- _Tekstfragment_
◆ ◆ ◆ ◆ ◆ ◆ ◆

Flor Cools (82) werd geboren in Heikant, waar nu de Heikantvenstraat is. Hij was de jongste van elf kinderen, eigenlijk twaalf, maar een van de kinderen stierf al jong. Flor heeft nu nog één broer en één zus.
Bedoeling dat ik priester werd
“Mijn vader was landbouwer en nam na zijn huwelijk de boerderij van zijn ouders over”, vertelt Flor. “De boerderij was op de Donkweg, toen op nummer 18, maar dat is allemaal hernummerd.
Ik ging naar de kleuterschool in de Kerkstraat, daar waar later ’t Schakeltje kwam. In het vierde leerjaar van de lagere school ging ik naar de Broeders van Liefde, in de Stationsstraat naast ‘t Gildenhuys. Daarna naar de Rommeshoef, naar de paters. Als jongste van een groot gezin was het eigenlijk de bedoeling dat ik priester werd. Maar ik ontdekte dat er twee soorten mensen waren, mannen en… meisjes en juist in die meisjes was ik geïnteresseerd. Na twee jaar bij de paters dacht ik: ik ga werken.”

◆ ◆ ◆ ◆ ◆ ◆ ◆

- _Gegevens_
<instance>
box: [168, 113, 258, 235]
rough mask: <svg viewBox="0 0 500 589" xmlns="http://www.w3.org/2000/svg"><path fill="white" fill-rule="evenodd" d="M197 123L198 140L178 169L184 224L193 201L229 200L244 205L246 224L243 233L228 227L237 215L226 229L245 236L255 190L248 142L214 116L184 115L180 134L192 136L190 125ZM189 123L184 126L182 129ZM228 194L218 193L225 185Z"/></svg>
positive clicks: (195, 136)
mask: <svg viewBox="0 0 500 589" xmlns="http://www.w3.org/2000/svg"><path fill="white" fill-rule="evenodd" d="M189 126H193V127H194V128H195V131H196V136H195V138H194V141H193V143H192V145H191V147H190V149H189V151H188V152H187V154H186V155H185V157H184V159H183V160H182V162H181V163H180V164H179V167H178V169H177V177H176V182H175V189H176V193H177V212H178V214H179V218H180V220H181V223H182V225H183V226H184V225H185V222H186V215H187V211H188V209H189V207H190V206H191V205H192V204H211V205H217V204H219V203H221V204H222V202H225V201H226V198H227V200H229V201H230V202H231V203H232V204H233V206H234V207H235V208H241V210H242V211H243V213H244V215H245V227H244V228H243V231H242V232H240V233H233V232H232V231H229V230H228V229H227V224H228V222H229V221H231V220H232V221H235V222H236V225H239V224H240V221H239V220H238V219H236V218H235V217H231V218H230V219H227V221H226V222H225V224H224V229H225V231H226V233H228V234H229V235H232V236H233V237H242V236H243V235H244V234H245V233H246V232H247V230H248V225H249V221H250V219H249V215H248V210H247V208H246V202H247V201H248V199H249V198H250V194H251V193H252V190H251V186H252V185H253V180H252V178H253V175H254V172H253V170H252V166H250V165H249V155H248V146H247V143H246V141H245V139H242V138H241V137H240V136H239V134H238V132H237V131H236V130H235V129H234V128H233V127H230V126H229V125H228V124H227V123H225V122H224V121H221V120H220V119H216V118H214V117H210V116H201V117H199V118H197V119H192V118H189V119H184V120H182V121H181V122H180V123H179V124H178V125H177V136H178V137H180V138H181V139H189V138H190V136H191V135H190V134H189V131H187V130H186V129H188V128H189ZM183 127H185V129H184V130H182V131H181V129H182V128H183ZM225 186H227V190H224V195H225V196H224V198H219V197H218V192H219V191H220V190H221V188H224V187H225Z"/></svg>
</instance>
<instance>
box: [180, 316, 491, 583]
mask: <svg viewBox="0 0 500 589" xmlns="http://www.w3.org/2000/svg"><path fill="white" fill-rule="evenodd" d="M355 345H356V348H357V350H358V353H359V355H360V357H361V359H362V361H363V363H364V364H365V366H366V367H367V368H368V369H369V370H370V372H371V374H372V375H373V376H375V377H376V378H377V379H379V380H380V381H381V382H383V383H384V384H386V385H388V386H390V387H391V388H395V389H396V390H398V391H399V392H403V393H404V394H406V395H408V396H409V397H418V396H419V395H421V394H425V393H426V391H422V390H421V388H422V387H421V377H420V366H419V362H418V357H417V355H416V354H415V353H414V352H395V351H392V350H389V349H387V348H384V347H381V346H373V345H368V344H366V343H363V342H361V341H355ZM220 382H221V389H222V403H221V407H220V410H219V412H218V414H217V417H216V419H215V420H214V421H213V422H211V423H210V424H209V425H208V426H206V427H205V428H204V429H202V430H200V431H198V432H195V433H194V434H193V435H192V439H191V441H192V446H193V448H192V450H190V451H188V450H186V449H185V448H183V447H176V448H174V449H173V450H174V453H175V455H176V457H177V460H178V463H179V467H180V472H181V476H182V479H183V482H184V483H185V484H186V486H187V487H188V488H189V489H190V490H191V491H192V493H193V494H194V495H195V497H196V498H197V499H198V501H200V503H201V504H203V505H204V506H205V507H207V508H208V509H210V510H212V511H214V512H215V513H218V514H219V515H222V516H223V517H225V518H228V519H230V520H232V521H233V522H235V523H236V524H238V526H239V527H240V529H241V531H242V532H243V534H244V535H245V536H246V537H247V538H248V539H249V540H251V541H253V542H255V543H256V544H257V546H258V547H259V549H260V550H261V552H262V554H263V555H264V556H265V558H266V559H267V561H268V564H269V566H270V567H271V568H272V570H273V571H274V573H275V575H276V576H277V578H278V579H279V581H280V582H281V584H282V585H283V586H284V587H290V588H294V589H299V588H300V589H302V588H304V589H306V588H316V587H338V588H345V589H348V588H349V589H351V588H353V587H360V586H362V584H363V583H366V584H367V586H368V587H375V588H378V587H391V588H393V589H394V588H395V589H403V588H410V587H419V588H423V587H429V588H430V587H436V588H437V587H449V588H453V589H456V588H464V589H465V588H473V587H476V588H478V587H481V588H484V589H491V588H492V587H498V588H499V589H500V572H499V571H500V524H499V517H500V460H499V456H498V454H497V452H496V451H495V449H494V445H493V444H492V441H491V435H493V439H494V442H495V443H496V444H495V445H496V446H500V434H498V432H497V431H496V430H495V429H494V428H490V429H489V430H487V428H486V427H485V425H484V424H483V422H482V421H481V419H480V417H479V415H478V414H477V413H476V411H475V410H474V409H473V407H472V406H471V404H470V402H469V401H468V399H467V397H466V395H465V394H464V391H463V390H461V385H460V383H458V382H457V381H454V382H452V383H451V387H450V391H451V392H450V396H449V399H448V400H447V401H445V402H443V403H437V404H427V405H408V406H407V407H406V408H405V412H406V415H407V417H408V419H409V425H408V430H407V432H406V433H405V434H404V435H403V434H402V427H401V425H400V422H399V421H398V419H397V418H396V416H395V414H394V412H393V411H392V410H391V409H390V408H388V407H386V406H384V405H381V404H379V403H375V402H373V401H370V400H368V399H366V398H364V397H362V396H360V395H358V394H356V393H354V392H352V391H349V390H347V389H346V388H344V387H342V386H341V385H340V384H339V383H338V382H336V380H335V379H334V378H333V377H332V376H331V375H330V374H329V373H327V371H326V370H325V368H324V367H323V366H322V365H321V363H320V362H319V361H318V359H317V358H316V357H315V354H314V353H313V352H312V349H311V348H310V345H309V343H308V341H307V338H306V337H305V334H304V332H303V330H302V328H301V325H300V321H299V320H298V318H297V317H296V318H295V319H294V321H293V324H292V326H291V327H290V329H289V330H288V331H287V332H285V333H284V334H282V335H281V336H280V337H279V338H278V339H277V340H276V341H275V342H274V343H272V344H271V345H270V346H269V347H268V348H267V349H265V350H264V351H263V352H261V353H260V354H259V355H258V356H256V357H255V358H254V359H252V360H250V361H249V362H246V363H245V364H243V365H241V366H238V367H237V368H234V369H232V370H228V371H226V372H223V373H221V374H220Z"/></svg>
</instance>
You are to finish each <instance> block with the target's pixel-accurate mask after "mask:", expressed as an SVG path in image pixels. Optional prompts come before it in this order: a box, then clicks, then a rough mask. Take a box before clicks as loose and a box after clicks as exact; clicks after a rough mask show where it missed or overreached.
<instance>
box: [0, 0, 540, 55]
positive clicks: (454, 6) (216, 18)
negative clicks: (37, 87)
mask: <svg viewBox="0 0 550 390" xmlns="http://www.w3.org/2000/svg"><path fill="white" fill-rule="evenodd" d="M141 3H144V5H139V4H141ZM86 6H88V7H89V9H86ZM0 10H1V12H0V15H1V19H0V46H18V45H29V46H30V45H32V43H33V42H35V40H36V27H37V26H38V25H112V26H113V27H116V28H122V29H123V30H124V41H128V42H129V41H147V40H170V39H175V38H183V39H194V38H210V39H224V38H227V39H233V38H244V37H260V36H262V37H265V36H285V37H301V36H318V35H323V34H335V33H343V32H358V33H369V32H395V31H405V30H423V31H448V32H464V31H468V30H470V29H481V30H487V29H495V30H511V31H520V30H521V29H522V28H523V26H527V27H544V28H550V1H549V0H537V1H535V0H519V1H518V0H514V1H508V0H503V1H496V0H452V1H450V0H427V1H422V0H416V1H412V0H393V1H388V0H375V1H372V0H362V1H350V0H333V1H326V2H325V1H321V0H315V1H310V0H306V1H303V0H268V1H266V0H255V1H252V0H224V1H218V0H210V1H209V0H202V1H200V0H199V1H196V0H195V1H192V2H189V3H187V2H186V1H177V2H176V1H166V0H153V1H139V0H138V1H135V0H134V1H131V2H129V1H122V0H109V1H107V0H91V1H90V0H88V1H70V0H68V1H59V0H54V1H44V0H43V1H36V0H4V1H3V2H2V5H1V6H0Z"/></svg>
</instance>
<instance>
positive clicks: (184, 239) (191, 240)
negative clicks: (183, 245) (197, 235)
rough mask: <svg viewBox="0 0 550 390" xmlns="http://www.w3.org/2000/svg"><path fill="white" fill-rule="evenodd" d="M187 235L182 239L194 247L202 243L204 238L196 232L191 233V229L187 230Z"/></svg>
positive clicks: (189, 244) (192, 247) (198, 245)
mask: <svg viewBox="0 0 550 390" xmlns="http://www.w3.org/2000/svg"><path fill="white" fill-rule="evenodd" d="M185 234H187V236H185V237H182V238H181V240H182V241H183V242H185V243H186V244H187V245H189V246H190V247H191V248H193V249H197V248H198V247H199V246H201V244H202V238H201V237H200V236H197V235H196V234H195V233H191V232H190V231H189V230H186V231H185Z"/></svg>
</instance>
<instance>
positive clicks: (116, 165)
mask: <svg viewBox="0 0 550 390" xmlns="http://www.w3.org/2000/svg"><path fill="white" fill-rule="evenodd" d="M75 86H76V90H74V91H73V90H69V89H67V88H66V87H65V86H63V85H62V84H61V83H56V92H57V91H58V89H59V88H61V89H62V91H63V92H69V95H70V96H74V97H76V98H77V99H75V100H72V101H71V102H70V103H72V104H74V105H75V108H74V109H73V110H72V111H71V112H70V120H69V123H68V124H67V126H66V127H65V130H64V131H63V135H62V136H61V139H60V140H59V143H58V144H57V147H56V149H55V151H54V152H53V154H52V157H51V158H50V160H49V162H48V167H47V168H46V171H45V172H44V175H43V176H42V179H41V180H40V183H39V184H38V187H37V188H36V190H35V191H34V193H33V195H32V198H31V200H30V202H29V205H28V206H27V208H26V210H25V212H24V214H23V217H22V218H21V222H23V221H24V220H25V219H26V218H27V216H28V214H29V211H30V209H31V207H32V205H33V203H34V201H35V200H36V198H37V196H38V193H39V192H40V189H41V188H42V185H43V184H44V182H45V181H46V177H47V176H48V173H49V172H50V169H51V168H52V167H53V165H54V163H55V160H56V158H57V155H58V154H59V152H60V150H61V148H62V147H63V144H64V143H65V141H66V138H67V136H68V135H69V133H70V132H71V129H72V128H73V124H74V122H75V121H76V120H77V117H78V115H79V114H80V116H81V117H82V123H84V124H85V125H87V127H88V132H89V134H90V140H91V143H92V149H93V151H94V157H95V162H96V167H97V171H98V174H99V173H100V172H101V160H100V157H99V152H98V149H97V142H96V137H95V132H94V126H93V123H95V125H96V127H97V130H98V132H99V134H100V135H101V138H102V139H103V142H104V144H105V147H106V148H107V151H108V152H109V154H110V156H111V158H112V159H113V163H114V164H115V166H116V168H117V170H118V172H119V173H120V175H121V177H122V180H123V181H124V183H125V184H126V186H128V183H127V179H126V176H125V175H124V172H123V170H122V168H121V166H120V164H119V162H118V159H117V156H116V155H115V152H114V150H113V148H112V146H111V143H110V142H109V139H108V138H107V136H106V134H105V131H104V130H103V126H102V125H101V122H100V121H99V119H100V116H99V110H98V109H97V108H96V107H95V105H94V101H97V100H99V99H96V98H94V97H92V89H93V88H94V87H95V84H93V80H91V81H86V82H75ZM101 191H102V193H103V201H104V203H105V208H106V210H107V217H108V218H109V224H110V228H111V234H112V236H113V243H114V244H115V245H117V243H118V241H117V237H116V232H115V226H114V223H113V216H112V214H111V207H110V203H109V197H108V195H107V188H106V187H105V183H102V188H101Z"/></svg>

◆ ◆ ◆ ◆ ◆ ◆ ◆

- _Opdracht 1_
Noem alle straatnamen die in de tekst over Flor Cools voorkomen.
- _Opdracht 2_
Pak de tekst over Flor Cools alstublieft op na de laatste zin en schrijf hem verder.

- _Antwoord 1_
Heikantvenstraat, Donkweg, Kerkstraat, Stationsstraat

- _Antwoord 2_
Postbode
“Er waren veel expediteurs aan de grens en bij eentje ben ik gaan werken. Eigenlijk was ik loopjongen tussen het kantoor aan het station en aan de grens en bracht de papieren op de fiets over en weer. Tussendoor begon ik ook wat kantoorwerk te doen en heb daar tot mijn achttiende gewerkt. Toen deed ik een examen voor de posterijen, een ingangsexamen om postbode te worden. Ik was nummer 57 op dat examen, maar eindigde hoog en kon meteen beginnen. Eerst in Gooreind, toen Kapellen, Antwerpen en Essen. Mijn eindplaats in Essen, voor wat betreft de postbezorging, was in Horendonk, daar heb ik 21 jaar gelopen.”
’Er wordt niet gekust!’
“Mijn vrouw Leentje ontmoette ik op mijn twintigste in zaal Verhoeven in Nispen. Ik zag haar en ging haar halen om te dansen. Maar ik was een stijve Driek en zij kon heel goed dansen, omdat ze altijd dansles had gevolgd. Dus dat ging zo goed niet, maar ik kreeg haar toch zo ver dat ik haar thuis mocht brengen. Ze woonde in Wouw en we gingen er op de fiets naar toe. Onderweg wilde ik stoppen, maar ze zei: ‘Nee, er wordt nog niet gekust!’ Tot we bij haar huis waren en we elkaar een bescheiden kusje hebben gegeven. Ik was meteen verliefd, maar zij nog niet.”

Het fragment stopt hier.